1. Senator Obama came out of Super Tuesday in a virtual tie with Senator Clinton in terms of votes and delegates; it's clear he has a real shot at winning the Democratic Presidential nomination. A year ago, few of us would have predicted this would happen. He's run a surprisingly strong campaign; many would say a better operation than that of the vaunted Clinton machine.

2. He has proved his candidacy has broad appeal. On Super Tuesday, Senator Obama won more "pledged delegates" and more states than Senator Clinton. And, he won in "red" states, places like Alabama and Kansas.

3. By winning the majority of male voters in most primaries, regardless of race, Senator Obama dispelled the myth that he is a strictly a black candidate - he won 46 percent of the white votes in California and 52 percent of the white men. At this writing New Mexico is a virtual dead heat, as 1100 votes separate Clinton and Obama; he carried 55 percent of all White voters.

4. Senator Obama has overcome the huge advantages of the Clinton campaign: high name recognition and having prepared for three years. Senator Clinton's California campaign had been well organized for more than a year. While Senator Obama had fundraisers here since February of 2007, he did not have a campaign infrastructure in place until January; therefore it's not surprising he lost. After his wins in Iowa and South Carolina, there was a rising wave of enthusiasm for the Illinois Senator but it came too late to translate into the substantial infrastructure needed to carry California.

5. While Senator Obama did have a gender and race problem in California - he carried only 34 percent of women overall, 29 percent of Latino voters and 23 percent of Asians - this was not the case in New Mexico. He did significantly better among Latinos in New Mexico than he did in California, which suggests that when Hispanic voters get to know him, they will support him.

6. Senator Obama has proved to be a terrific fundraiser. In January he raised more than $31 million while Senator Clinton collected only $13 million and was forced to lend her campaign $5 million. There's little doubt that Senator Obama will have the funds to continue the contest for as long as necessary. Indeed, there are many who suggest the Clinton strategy was to secure the Democratic nomination on Super Tuesday and, since she didn't, she is now at a financial disadvantage because Senator Obama has a larger number of donors.

## THE PROBLEM
Resume the numbered points on Senator Obama's Super Tuesday results with a point 7, following on from point 6.

## DATA EXTRACT
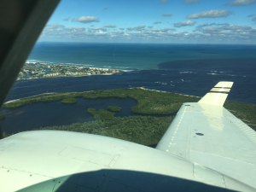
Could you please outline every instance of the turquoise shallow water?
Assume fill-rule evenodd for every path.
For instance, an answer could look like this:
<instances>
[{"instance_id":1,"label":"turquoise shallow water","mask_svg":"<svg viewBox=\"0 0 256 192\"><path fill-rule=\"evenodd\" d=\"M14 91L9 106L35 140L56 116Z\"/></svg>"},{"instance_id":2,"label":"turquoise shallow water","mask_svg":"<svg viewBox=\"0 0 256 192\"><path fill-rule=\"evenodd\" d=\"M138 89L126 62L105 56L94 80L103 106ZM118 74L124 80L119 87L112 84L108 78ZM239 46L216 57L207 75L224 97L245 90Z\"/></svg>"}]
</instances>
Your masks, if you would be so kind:
<instances>
[{"instance_id":1,"label":"turquoise shallow water","mask_svg":"<svg viewBox=\"0 0 256 192\"><path fill-rule=\"evenodd\" d=\"M166 61L256 58L255 45L38 43L28 61L115 69L158 69Z\"/></svg>"}]
</instances>

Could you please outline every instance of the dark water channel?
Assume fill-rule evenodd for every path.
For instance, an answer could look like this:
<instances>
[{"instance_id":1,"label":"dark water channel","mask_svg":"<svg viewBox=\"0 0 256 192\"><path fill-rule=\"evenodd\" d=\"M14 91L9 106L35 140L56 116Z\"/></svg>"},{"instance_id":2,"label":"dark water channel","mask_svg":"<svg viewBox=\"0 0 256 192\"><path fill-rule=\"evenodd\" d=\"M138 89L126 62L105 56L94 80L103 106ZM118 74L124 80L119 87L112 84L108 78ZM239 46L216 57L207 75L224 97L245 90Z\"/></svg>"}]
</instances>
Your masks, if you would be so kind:
<instances>
[{"instance_id":1,"label":"dark water channel","mask_svg":"<svg viewBox=\"0 0 256 192\"><path fill-rule=\"evenodd\" d=\"M78 98L76 104L62 104L61 101L52 102L38 102L15 109L2 109L5 119L0 120L3 132L17 133L45 126L67 125L73 123L83 123L94 120L87 112L90 108L105 109L108 106L122 108L116 112L116 117L125 117L137 114L131 112L131 108L137 104L131 98L84 99ZM148 116L148 115L145 115ZM150 115L165 117L169 115Z\"/></svg>"}]
</instances>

## IN RESPONSE
7. The Democratic presidential race has been reduced to two contenders. As we go forward, Senator Obama's name recognition will improve. This will help him garner more support, as increased public familiarity will dispel the notion he is less experienced than Senator Clinton.

8. Ultimately, the Democratic candidate will face Senator John McCain. National polls indicate Senator Obama runs ahead of McCain, while Senator Clinton does not. Political observers posit that in a campaign pitting Obama versus McCain, the relative youthfulness of the Illinois Senator is a big factor, as he wins young voters by decisive majorities regardless of race or gender. Furthermore, Obama runs stronger in the south and mid west than does Senator Clinton. (This can be seen in Tuesday's results from Georgia where the total votes cast for Obama exceeded the combined totals of the two leading Republican candidates: Huckabee and McCain.)

9. Senator Clinton has high unfavorability ratings. Political observers argue the reason Senator Obama runs better against McCain than does Senator Clinton is due to her strong negatives, particularly the antipathy felt by Republican voters. It is widely believed that if the November contest were to pit McCain versus Clinton many Republicans would show up at the polls in order to vote against Senator Clinton - her presence on the ticket would improve the chances of the Republican candidate.

10. Many political insiders believe Senator Obama nomination would be better for the Party as a whole; they argue he will "have coat tails" - help the entire ticket - whereas Senator Clinton will not. They note she will run well in blue states such as California and New York, but point out that Senator Obama will run equally well in those areas and much better in red states such as Georgia and Kansas, and purple states such as Colorado and Minnesota. And, in the final analysis November is not just about Democrats winning the presidency, it's also about increasing Democratic majorities in Congress.

The bottom line is that Barack Obama will remain in the race for the Democratic Presidential until the August convention, where he could prevail if delegates recognize he is a better fit for the entire ticket.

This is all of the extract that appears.